## WORK TO BE COMPLETED
Resume the passage about Google, dot-com visions of electronic cash, and arbitrage, picking up right after its final sentence.

## TEXT PASSAGE
Google’s expanding role as a kind of central utility for arbitrage and cultural valuation online has brought some of the dot-com era’s fondest dreams to life, but in an unexpectedly quiet, backroom way. The futurists Peter Schwartz and Peter Leyden offered one of the best-known expressions of that era’s visions in 1997 with “The Long Boom,” published in that bulletin of the digital revolution, Wired magazine.23 Schwartz offered many predictions centered on five waves of technological change, but a persistent pivot point for the transcendental Wired future was a new kind of computational arbitrage for capitalism that freed commerce from the historical relics of bureaucratic regulation, physical specie, and sovereign control. The widespread adoption of what Schwartz called “electronic cash” was something Wired had covered earlier in 1994 and 1996, and the magazine championed the postmaterial, global network economy that underpinned its broader vision about the triumph of information. Early digital cash entrepreneurs recognized the growing value of information and attempted to create an algorithmic abstraction from money to information. As Google and the other major players in the contemporary technology space discovered, the abstraction is much easier to work the other way through the timeless magic of arbitrage: start with information and turn it into money.

(Dataset records)
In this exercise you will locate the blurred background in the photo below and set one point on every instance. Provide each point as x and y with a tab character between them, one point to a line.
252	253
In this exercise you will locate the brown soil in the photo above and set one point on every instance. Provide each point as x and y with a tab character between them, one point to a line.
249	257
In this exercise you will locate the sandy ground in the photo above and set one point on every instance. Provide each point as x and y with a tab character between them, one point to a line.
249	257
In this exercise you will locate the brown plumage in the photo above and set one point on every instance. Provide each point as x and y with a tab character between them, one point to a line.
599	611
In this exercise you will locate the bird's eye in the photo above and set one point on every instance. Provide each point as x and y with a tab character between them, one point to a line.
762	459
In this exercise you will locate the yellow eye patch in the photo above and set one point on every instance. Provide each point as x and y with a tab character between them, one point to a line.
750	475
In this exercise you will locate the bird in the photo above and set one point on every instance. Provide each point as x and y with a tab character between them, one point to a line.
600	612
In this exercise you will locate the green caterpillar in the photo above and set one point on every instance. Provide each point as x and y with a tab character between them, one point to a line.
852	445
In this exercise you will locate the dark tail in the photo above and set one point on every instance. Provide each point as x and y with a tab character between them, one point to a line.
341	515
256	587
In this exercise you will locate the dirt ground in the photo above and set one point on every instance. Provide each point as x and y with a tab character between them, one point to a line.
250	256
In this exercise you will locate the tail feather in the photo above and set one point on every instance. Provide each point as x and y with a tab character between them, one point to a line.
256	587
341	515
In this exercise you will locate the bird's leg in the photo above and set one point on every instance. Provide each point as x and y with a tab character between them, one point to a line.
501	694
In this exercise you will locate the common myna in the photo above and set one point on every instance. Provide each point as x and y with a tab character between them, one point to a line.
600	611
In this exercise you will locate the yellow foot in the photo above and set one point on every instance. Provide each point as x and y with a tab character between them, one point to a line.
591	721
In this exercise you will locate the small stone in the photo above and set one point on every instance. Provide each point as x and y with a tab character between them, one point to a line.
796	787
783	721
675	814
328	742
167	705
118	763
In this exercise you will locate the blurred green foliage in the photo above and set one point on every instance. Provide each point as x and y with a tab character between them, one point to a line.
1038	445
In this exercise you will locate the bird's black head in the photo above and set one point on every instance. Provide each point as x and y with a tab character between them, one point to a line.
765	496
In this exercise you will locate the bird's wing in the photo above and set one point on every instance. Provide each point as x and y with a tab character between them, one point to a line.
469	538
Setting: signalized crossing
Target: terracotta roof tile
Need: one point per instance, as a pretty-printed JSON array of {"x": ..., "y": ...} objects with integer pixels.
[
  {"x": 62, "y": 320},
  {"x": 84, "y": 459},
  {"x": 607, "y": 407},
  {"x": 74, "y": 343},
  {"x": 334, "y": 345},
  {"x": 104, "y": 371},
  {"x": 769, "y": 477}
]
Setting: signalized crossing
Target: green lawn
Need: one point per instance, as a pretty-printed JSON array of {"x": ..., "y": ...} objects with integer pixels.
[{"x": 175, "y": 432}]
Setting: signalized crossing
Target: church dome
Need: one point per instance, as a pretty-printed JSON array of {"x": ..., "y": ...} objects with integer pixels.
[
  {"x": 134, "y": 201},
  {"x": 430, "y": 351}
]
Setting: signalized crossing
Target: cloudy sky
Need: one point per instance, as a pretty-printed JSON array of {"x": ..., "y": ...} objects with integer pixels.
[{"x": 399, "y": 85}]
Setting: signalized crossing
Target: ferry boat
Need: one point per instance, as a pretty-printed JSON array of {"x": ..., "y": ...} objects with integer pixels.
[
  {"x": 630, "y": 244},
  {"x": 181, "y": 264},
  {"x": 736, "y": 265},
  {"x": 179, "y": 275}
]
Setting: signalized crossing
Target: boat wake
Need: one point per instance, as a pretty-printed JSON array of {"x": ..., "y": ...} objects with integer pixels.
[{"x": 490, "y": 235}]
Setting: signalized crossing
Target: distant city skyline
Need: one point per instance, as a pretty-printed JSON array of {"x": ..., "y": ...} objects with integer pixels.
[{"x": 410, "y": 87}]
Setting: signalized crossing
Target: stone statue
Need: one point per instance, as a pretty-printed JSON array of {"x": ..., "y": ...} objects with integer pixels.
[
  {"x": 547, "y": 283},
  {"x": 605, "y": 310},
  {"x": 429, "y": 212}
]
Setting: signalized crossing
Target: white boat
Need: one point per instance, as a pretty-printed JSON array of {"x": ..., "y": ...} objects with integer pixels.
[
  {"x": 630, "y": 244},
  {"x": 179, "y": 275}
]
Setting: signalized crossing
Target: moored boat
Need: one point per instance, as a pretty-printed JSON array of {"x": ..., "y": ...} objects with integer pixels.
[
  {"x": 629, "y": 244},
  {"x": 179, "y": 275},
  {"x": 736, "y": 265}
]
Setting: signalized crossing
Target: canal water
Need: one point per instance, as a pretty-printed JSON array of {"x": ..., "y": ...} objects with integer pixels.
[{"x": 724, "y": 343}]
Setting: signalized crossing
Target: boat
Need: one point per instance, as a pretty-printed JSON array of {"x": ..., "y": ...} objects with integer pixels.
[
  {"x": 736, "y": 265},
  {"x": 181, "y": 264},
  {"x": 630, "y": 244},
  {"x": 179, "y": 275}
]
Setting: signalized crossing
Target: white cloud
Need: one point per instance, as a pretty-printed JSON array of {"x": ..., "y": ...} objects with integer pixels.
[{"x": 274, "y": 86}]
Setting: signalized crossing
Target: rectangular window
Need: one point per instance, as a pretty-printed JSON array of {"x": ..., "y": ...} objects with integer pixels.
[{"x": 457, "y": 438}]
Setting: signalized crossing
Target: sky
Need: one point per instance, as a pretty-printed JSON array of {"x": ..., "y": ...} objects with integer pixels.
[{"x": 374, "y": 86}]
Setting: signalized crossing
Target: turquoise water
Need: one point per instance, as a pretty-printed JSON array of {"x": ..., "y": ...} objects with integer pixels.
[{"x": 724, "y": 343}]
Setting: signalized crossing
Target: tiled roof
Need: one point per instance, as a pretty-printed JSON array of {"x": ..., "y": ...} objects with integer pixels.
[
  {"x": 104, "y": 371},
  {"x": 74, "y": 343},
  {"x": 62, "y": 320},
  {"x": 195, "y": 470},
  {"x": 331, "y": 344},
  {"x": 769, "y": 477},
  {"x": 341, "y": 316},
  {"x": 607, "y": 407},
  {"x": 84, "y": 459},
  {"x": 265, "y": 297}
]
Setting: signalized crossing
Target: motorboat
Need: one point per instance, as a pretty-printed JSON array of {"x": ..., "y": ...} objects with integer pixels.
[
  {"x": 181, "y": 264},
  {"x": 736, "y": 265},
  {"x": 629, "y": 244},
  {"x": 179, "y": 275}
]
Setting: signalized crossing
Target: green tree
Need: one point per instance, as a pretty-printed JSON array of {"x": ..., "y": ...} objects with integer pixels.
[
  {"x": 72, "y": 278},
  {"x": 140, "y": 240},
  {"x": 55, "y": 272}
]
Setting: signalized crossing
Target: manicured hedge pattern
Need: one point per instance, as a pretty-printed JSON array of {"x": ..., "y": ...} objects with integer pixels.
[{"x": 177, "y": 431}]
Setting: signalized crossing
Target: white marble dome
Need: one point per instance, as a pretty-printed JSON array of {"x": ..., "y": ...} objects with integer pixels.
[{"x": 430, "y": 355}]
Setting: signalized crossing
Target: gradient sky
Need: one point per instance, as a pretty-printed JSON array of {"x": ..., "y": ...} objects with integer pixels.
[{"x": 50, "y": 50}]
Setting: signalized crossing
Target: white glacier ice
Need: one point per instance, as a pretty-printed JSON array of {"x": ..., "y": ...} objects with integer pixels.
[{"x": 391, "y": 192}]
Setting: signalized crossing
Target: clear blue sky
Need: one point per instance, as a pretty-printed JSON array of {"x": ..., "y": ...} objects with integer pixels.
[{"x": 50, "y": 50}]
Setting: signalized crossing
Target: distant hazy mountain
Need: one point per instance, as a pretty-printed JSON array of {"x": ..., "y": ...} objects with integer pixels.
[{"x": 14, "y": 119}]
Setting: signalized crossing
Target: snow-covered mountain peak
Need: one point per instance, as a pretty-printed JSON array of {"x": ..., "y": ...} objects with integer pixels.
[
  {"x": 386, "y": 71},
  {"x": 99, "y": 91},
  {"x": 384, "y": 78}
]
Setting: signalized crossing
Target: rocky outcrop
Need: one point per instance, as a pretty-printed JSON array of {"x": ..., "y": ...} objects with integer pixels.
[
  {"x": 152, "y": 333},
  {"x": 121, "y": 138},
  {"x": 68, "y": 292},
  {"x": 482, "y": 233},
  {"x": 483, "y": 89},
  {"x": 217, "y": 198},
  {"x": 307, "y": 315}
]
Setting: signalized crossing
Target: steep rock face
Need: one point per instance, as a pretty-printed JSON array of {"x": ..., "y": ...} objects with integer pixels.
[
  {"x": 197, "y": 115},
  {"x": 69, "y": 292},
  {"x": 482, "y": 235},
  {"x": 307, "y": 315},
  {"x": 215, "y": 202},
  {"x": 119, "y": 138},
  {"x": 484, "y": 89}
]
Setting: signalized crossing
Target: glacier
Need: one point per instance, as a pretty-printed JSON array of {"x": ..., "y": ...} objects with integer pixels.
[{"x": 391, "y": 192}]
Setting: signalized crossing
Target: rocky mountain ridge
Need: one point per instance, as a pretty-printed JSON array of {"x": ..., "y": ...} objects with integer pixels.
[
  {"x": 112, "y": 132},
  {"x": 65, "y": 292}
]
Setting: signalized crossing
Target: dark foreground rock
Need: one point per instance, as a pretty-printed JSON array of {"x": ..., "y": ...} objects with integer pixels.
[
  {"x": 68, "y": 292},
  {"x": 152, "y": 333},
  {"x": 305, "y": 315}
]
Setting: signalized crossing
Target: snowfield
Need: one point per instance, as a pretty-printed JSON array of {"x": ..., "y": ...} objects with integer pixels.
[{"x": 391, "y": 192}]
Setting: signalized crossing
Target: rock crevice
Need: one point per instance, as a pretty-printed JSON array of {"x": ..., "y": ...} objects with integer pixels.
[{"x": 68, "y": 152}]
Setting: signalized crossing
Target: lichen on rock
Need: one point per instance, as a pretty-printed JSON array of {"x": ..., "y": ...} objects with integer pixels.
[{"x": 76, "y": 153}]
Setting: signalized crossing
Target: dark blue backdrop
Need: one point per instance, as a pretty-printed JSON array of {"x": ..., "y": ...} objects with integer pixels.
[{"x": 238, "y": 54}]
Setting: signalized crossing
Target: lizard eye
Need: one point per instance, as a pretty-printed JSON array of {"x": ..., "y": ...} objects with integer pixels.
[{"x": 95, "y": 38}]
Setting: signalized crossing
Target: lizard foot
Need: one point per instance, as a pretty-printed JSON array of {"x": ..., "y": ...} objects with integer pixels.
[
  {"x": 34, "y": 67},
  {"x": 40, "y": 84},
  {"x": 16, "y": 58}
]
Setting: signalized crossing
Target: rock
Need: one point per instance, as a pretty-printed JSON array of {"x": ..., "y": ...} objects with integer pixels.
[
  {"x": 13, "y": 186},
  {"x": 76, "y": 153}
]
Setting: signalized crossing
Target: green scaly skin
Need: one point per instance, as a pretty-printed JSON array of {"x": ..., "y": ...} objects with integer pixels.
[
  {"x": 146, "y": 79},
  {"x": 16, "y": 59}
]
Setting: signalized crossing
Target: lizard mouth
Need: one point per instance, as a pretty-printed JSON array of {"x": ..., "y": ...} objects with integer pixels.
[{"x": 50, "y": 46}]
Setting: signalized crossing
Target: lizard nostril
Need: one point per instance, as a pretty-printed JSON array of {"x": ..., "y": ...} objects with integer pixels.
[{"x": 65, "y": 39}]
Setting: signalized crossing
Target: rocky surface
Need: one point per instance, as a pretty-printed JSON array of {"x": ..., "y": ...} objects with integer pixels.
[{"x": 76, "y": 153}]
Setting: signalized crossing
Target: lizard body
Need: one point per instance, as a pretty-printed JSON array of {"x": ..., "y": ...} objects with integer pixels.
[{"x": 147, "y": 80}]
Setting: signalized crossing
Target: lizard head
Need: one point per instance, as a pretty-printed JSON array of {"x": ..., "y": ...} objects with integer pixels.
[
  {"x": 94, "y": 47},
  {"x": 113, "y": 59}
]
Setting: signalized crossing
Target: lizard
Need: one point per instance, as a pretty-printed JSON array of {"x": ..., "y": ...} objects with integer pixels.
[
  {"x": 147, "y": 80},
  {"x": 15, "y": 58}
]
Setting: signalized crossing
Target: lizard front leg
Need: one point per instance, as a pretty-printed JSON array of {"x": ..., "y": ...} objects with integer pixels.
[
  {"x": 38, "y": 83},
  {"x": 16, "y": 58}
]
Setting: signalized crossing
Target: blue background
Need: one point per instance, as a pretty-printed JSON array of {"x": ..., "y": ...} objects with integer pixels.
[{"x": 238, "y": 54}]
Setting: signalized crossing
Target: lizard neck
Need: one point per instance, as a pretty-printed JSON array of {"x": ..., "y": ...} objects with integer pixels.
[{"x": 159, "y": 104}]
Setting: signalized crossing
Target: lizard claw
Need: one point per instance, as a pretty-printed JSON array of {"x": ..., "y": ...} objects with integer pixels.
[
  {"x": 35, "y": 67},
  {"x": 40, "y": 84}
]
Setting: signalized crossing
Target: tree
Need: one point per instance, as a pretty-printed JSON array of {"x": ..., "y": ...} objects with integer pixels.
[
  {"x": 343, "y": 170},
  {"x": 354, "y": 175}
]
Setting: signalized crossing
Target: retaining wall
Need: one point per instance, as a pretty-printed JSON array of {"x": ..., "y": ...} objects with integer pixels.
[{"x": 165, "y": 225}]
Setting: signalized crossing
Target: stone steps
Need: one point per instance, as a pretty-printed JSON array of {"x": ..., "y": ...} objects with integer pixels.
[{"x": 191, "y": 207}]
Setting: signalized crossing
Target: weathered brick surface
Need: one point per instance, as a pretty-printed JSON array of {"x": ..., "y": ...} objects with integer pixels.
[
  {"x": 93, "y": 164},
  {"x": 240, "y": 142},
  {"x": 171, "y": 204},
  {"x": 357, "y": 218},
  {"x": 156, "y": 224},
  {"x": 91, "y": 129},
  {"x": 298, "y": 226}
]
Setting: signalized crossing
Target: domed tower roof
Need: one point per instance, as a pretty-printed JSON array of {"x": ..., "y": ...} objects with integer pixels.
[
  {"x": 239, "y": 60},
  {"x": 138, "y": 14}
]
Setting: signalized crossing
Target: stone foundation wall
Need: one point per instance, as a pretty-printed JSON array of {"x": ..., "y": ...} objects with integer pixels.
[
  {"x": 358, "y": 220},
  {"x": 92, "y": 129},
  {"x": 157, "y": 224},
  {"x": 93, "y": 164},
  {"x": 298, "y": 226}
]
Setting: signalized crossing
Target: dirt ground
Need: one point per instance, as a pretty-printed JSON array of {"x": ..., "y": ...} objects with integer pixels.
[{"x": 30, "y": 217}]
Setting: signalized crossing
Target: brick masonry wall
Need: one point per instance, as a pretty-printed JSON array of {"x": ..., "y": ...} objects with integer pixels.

## WRITTEN REPLY
As we’ve seen, however, that form of computational magic depends on large systems of observation and data collection: companies amass vast troves of data, from individual user profiles to deep indexes of the Internet itself. Then access to these troves becomes a commodity for both individual consumers and the marketers seeking to reach those consumers. At every stage, arbitrage nets these companies a share of every transaction, every advertising micro-auction and credit card purchase. These shifts are easy to overlook: the list of albums for sale on iTunes is not so different from the choices we might have encountered in a record store; the offerings on Netflix still appear to be a series of choices about what to watch. The dramatic changes on the algorithmic backend are packaged in relatively familiar consumer terms. In other words, what Wired imagined as a commercial revolution has instead been a reformation—not without its upheavals and casualties, but largely a transformation that has left major industries intact.
The very success of this arbitrage sea change has accentuated the objections of those who see the digital transactions we all participate in not as matters of convenience—free services provided in exchange for viewing a few targeted ads, for example—but as the radical evisceration of individual privacy and autonomy for the sake of new collective, algorithmically engineered systems of value. Perhaps the single greatest example of this ideological reaction is the rapid popularization of a new cryptocurrency called Bitcoin.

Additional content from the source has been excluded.